■ **THE PROBLEM**: Show every line of the data that contains the word "grassy".

_ _ _

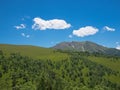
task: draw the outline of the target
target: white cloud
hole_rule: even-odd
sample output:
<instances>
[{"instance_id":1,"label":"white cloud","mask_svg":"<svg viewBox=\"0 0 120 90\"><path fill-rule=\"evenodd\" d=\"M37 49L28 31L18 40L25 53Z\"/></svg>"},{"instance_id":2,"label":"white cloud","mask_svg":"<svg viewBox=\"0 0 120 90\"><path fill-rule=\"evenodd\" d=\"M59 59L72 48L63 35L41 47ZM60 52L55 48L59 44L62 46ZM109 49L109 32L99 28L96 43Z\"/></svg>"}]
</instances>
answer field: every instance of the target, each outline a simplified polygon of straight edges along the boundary
<instances>
[{"instance_id":1,"label":"white cloud","mask_svg":"<svg viewBox=\"0 0 120 90\"><path fill-rule=\"evenodd\" d=\"M68 37L69 37L69 38L73 38L73 36L72 36L72 35L69 35Z\"/></svg>"},{"instance_id":2,"label":"white cloud","mask_svg":"<svg viewBox=\"0 0 120 90\"><path fill-rule=\"evenodd\" d=\"M33 21L34 24L32 25L32 29L35 30L67 29L71 27L70 24L61 19L44 20L41 18L34 18Z\"/></svg>"},{"instance_id":3,"label":"white cloud","mask_svg":"<svg viewBox=\"0 0 120 90\"><path fill-rule=\"evenodd\" d=\"M17 30L19 29L25 29L26 26L24 24L20 24L19 26L14 26Z\"/></svg>"},{"instance_id":4,"label":"white cloud","mask_svg":"<svg viewBox=\"0 0 120 90\"><path fill-rule=\"evenodd\" d=\"M103 28L104 30L107 30L107 31L115 31L115 28L110 28L108 26L104 26Z\"/></svg>"},{"instance_id":5,"label":"white cloud","mask_svg":"<svg viewBox=\"0 0 120 90\"><path fill-rule=\"evenodd\" d=\"M120 50L120 45L117 45L116 49Z\"/></svg>"},{"instance_id":6,"label":"white cloud","mask_svg":"<svg viewBox=\"0 0 120 90\"><path fill-rule=\"evenodd\" d=\"M21 35L22 35L23 37L26 37L26 38L29 38L29 37L30 37L30 35L26 35L25 33L21 33Z\"/></svg>"},{"instance_id":7,"label":"white cloud","mask_svg":"<svg viewBox=\"0 0 120 90\"><path fill-rule=\"evenodd\" d=\"M116 44L117 44L116 49L120 50L120 43L119 43L119 42L116 42Z\"/></svg>"},{"instance_id":8,"label":"white cloud","mask_svg":"<svg viewBox=\"0 0 120 90\"><path fill-rule=\"evenodd\" d=\"M73 35L78 36L78 37L85 37L89 35L94 35L98 32L99 30L93 26L86 26L82 27L78 30L73 30Z\"/></svg>"}]
</instances>

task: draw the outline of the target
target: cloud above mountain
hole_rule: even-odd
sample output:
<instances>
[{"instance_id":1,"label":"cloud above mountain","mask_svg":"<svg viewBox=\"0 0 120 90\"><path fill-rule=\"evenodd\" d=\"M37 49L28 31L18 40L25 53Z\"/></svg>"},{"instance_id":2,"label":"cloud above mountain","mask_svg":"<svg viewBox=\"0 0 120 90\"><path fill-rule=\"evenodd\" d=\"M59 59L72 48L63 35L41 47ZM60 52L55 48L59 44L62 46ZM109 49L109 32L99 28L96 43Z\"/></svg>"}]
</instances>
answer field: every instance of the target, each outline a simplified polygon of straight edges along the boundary
<instances>
[{"instance_id":1,"label":"cloud above mountain","mask_svg":"<svg viewBox=\"0 0 120 90\"><path fill-rule=\"evenodd\" d=\"M17 30L19 30L19 29L25 29L26 26L25 26L25 24L20 24L20 25L14 26L14 28L16 28Z\"/></svg>"},{"instance_id":2,"label":"cloud above mountain","mask_svg":"<svg viewBox=\"0 0 120 90\"><path fill-rule=\"evenodd\" d=\"M73 35L77 37L85 37L89 35L94 35L98 32L99 30L93 26L85 26L81 27L78 30L73 30Z\"/></svg>"},{"instance_id":3,"label":"cloud above mountain","mask_svg":"<svg viewBox=\"0 0 120 90\"><path fill-rule=\"evenodd\" d=\"M103 29L106 30L106 31L111 31L111 32L115 31L115 28L111 28L111 27L108 27L108 26L104 26Z\"/></svg>"},{"instance_id":4,"label":"cloud above mountain","mask_svg":"<svg viewBox=\"0 0 120 90\"><path fill-rule=\"evenodd\" d=\"M71 27L71 24L67 23L65 20L61 19L52 19L52 20L44 20L42 18L34 18L34 24L32 25L32 29L34 30L46 30L46 29L67 29Z\"/></svg>"}]
</instances>

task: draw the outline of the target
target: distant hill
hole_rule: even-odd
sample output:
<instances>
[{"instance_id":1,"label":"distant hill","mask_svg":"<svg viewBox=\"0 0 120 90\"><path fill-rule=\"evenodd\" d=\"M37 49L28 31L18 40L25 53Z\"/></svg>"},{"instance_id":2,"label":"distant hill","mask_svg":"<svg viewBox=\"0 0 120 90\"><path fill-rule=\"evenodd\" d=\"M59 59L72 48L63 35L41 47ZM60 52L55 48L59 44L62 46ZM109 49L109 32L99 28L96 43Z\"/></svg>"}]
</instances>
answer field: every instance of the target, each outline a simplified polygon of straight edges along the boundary
<instances>
[{"instance_id":1,"label":"distant hill","mask_svg":"<svg viewBox=\"0 0 120 90\"><path fill-rule=\"evenodd\" d=\"M90 41L84 42L62 42L54 47L54 49L67 50L67 51L78 51L78 52L90 52L90 53L102 53L108 55L120 55L120 50L115 48L107 48Z\"/></svg>"},{"instance_id":2,"label":"distant hill","mask_svg":"<svg viewBox=\"0 0 120 90\"><path fill-rule=\"evenodd\" d=\"M29 56L34 59L52 59L59 60L67 58L65 53L56 52L50 48L43 48L31 45L10 45L0 44L0 50L2 50L6 56L10 53L20 53L22 56Z\"/></svg>"}]
</instances>

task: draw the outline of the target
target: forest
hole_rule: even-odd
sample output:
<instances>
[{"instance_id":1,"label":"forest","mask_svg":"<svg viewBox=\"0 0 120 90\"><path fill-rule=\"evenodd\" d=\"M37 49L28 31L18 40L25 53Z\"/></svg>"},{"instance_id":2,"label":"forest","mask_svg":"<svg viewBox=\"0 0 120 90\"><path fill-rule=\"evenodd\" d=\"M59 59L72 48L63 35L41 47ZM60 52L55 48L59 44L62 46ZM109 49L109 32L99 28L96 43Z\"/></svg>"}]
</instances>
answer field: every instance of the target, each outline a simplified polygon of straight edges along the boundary
<instances>
[{"instance_id":1,"label":"forest","mask_svg":"<svg viewBox=\"0 0 120 90\"><path fill-rule=\"evenodd\" d=\"M69 58L6 56L0 50L0 90L120 90L120 66L112 66L120 65L119 56L57 52L67 53Z\"/></svg>"}]
</instances>

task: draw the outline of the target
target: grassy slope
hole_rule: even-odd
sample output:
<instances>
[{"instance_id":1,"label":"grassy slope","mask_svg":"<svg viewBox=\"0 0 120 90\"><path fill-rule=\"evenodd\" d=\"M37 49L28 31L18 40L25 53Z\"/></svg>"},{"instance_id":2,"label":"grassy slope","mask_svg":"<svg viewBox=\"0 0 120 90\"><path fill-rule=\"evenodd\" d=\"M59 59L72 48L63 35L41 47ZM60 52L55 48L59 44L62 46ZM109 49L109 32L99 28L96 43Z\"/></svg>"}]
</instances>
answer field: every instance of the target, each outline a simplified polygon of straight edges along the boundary
<instances>
[{"instance_id":1,"label":"grassy slope","mask_svg":"<svg viewBox=\"0 0 120 90\"><path fill-rule=\"evenodd\" d=\"M52 49L30 46L30 45L7 45L0 44L2 50L7 56L10 53L20 53L23 56L29 56L34 59L52 59L61 60L68 58L67 54L55 52Z\"/></svg>"}]
</instances>

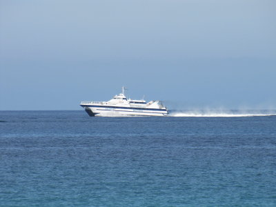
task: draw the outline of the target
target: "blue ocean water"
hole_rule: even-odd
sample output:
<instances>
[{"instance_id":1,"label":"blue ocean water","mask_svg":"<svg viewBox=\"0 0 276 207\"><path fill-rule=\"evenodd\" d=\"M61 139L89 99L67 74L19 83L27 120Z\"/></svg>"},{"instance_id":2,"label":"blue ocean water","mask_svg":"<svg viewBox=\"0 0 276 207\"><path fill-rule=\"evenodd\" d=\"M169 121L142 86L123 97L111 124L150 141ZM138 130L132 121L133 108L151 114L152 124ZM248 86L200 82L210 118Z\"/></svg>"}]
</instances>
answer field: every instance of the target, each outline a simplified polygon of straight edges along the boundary
<instances>
[{"instance_id":1,"label":"blue ocean water","mask_svg":"<svg viewBox=\"0 0 276 207\"><path fill-rule=\"evenodd\" d=\"M0 206L276 206L276 116L0 111Z\"/></svg>"}]
</instances>

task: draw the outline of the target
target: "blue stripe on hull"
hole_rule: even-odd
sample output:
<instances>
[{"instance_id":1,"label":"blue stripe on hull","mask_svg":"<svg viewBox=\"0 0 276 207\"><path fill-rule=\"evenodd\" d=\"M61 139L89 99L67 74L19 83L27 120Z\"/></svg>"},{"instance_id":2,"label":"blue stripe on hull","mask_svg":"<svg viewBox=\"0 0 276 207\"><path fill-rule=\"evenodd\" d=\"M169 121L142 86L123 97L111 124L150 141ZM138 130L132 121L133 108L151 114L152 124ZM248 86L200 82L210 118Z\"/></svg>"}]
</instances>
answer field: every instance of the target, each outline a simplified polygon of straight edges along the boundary
<instances>
[{"instance_id":1,"label":"blue stripe on hull","mask_svg":"<svg viewBox=\"0 0 276 207\"><path fill-rule=\"evenodd\" d=\"M98 109L98 110L108 110L108 111L114 111L114 112L136 112L136 113L152 113L152 114L160 114L164 115L164 112L146 112L146 111L129 111L129 110L107 110L107 109ZM166 113L165 113L166 114Z\"/></svg>"}]
</instances>

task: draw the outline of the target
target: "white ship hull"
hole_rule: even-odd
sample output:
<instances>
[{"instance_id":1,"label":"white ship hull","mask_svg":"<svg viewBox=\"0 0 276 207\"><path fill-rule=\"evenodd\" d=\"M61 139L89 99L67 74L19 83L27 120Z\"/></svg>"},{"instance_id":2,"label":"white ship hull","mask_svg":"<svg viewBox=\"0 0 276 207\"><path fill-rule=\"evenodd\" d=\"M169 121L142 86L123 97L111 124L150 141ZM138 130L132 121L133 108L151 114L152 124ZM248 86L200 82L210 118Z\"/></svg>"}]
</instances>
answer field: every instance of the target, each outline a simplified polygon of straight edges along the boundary
<instances>
[{"instance_id":1,"label":"white ship hull","mask_svg":"<svg viewBox=\"0 0 276 207\"><path fill-rule=\"evenodd\" d=\"M98 106L82 105L91 117L128 117L128 116L157 116L164 117L168 115L168 111L155 108L141 108L128 107L115 107L106 106L105 107Z\"/></svg>"},{"instance_id":2,"label":"white ship hull","mask_svg":"<svg viewBox=\"0 0 276 207\"><path fill-rule=\"evenodd\" d=\"M83 107L90 117L155 116L164 117L168 112L160 101L133 100L127 99L123 87L122 93L115 95L108 101L81 101Z\"/></svg>"}]
</instances>

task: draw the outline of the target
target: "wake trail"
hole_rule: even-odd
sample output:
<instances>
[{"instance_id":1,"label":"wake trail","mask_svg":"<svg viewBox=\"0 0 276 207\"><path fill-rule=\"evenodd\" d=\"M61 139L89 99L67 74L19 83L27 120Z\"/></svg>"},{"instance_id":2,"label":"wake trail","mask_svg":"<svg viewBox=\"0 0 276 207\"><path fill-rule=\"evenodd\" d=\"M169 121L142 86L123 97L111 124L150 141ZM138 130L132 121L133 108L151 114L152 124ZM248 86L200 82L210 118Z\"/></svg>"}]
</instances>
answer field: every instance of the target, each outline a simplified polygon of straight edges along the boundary
<instances>
[{"instance_id":1,"label":"wake trail","mask_svg":"<svg viewBox=\"0 0 276 207\"><path fill-rule=\"evenodd\" d=\"M170 117L268 117L276 116L275 113L249 113L249 112L172 112Z\"/></svg>"}]
</instances>

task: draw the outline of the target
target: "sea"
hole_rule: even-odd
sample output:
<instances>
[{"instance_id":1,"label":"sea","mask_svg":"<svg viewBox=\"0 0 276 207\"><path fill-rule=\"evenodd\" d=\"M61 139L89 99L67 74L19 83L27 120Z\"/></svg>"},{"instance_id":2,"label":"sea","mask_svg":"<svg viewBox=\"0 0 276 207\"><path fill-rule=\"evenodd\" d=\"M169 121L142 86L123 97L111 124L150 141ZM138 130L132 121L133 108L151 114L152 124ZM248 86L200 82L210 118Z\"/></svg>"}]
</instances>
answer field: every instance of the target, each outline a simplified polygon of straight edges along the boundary
<instances>
[{"instance_id":1,"label":"sea","mask_svg":"<svg viewBox=\"0 0 276 207\"><path fill-rule=\"evenodd\" d=\"M0 111L0 206L276 206L275 114Z\"/></svg>"}]
</instances>

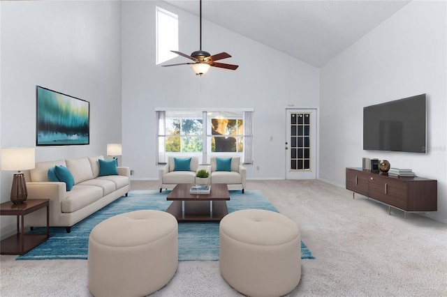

_ _ _

■ **EXPECTED ANSWER**:
target: grassy slope
[{"instance_id":1,"label":"grassy slope","mask_svg":"<svg viewBox=\"0 0 120 90\"><path fill-rule=\"evenodd\" d=\"M37 49L28 31L18 40L25 53Z\"/></svg>"},{"instance_id":2,"label":"grassy slope","mask_svg":"<svg viewBox=\"0 0 120 90\"><path fill-rule=\"evenodd\" d=\"M59 59L72 48L63 35L41 47ZM60 52L55 48L59 44L62 46ZM109 49L109 32L99 28L96 43Z\"/></svg>"}]
[{"instance_id":1,"label":"grassy slope","mask_svg":"<svg viewBox=\"0 0 120 90\"><path fill-rule=\"evenodd\" d=\"M52 49L30 46L30 45L7 45L0 44L2 50L7 56L10 53L20 53L23 56L29 56L34 59L52 59L61 60L68 58L67 54L55 52Z\"/></svg>"}]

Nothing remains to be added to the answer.